>> start Dataset rows

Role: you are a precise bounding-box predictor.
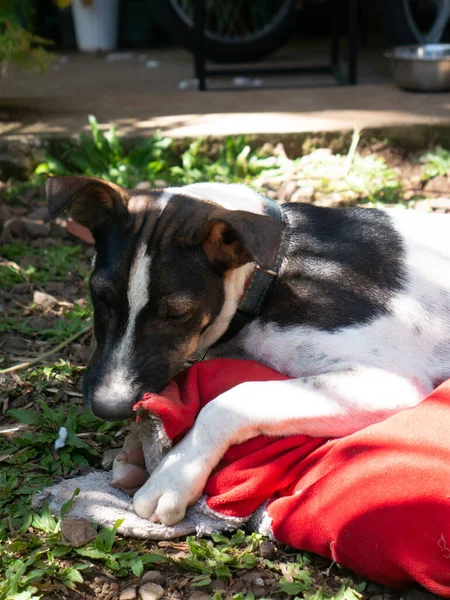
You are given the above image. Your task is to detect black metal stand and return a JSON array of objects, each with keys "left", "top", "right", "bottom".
[{"left": 194, "top": 0, "right": 359, "bottom": 91}]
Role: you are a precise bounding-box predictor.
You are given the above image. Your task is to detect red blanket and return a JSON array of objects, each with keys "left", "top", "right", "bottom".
[{"left": 138, "top": 359, "right": 450, "bottom": 598}]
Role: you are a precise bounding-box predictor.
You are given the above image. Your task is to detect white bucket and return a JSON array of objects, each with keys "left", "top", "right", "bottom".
[{"left": 72, "top": 0, "right": 119, "bottom": 52}]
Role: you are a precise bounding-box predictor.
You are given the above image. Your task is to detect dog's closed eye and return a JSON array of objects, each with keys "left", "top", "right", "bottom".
[{"left": 165, "top": 294, "right": 198, "bottom": 322}]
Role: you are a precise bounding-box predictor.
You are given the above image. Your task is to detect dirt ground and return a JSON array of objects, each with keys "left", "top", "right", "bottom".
[{"left": 0, "top": 144, "right": 450, "bottom": 600}]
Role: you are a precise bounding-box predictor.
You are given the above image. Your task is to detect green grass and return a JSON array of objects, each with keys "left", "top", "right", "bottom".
[
  {"left": 0, "top": 117, "right": 426, "bottom": 600},
  {"left": 30, "top": 116, "right": 403, "bottom": 205},
  {"left": 420, "top": 146, "right": 450, "bottom": 181}
]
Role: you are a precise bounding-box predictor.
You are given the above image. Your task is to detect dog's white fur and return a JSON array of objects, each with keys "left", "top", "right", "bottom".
[
  {"left": 125, "top": 184, "right": 450, "bottom": 525},
  {"left": 95, "top": 245, "right": 151, "bottom": 403}
]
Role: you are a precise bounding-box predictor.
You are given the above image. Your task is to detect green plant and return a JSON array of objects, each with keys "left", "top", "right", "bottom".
[
  {"left": 421, "top": 146, "right": 450, "bottom": 181},
  {"left": 0, "top": 0, "right": 53, "bottom": 74}
]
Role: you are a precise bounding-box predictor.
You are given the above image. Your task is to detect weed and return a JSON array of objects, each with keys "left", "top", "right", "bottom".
[{"left": 420, "top": 146, "right": 450, "bottom": 181}]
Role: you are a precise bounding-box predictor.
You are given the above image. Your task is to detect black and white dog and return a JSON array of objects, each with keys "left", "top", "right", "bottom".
[{"left": 47, "top": 177, "right": 450, "bottom": 525}]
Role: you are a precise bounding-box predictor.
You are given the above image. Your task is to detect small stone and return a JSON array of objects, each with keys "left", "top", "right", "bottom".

>> end Dataset rows

*What you should do*
Copy every line of the data exactly as written, excluding the pictures.

*Task answer*
Role: you are a precise bounding-box predictor.
You are given the above image. Your task is to detect black metal stand and return a JSON array of objects, each with keys "left", "top", "right", "bottom".
[{"left": 194, "top": 0, "right": 359, "bottom": 91}]
Role: you are a precise bounding-box predictor.
You are given the above image. Your task is to detect red blanket and return a JSON array of objects, each with keys "left", "top", "right", "bottom".
[{"left": 138, "top": 359, "right": 450, "bottom": 598}]
Role: you are a precise bounding-box predictor.
You are given the above image. Your task is to detect white bucket and return a JSON array of objects, each with keys "left", "top", "right", "bottom".
[{"left": 72, "top": 0, "right": 119, "bottom": 52}]
Role: you are a precise bounding-box predictor.
You are given the above image. Your task is to detect dog's closed eye and return a JSON array of objects, each with keys "left", "top", "right", "bottom".
[{"left": 165, "top": 294, "right": 198, "bottom": 322}]
Role: you are a precise bounding-box predictor.
You are given the above image. Your task is to detect dirt ground and return a JSON array of objects, each with keys "left", "top", "right", "bottom".
[{"left": 0, "top": 144, "right": 450, "bottom": 600}]
Role: you are a precise bounding-box predictor.
You are given the above image. Your task is to detect green grass and return a JSON array of objects, each with keys "left", "top", "right", "bottom".
[
  {"left": 0, "top": 117, "right": 426, "bottom": 600},
  {"left": 30, "top": 116, "right": 403, "bottom": 205},
  {"left": 420, "top": 146, "right": 450, "bottom": 181}
]
Role: you are a precise bounding-box predictor.
You are given the above image. Your task is to detect dog's white fur and return a JSON array of objects, each with keys "left", "top", "right", "bottom".
[
  {"left": 125, "top": 184, "right": 450, "bottom": 525},
  {"left": 95, "top": 245, "right": 151, "bottom": 403}
]
Role: you are a precise bounding-box predictor.
You are given the above image. Your task is to detect green plant and return a JSON array of objects, each with keys "left", "top", "right", "bottom".
[
  {"left": 421, "top": 146, "right": 450, "bottom": 181},
  {"left": 0, "top": 0, "right": 53, "bottom": 74}
]
Role: you are a precise bounding-box predictor.
You are given the above image. Your task is to detect weed and return a JSON array of objects, each with keys "left", "top", "right", "bottom".
[{"left": 420, "top": 146, "right": 450, "bottom": 181}]
Role: you are a precise bounding-box predictor.
You are given the above image. Your task is to detect black and white dog and return a JSON array of objects, each with keys "left", "top", "right", "bottom".
[{"left": 47, "top": 177, "right": 450, "bottom": 525}]
Role: you are a precise bounding-box predictor.
You are given the above image. Your task is to detect small stone and return a JSON array of objects, each with keys "left", "top", "right", "bottom".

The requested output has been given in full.